## start Extracted data

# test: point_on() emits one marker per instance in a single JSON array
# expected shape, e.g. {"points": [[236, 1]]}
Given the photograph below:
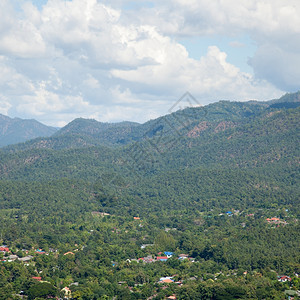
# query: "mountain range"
{"points": [[225, 154], [87, 132]]}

## end Extracted data

Reproduce every line of the data above, including the requests, and scale the point coordinates in the answers by multiplying each by 2.45 and rounding to the nearest whole number, with halves rounded up; the numbers in the requests and in their format samples stay unchanged. Omit the pictures from your output.

# test: point_on() emits one marker per instance in a single JSON array
# expected shape, e.g. {"points": [[236, 1]]}
Given the photograph below:
# query: "mountain range"
{"points": [[551, 377], [213, 323]]}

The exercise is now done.